■ Task directions ■
Edit the lines below so that "Output" becomes "Result", and keep everything else the same.

Entries for locating named things
···
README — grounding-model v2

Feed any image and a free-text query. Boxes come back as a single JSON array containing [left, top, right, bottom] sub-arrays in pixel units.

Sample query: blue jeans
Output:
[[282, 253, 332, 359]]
···
■ Answer to this task ■
README — grounding-model v2

Feed any image and a free-text query. Boxes come back as a single JSON array containing [left, top, right, bottom] sub-arrays in pixel units.

Sample query: blue jeans
Result:
[[282, 253, 332, 359]]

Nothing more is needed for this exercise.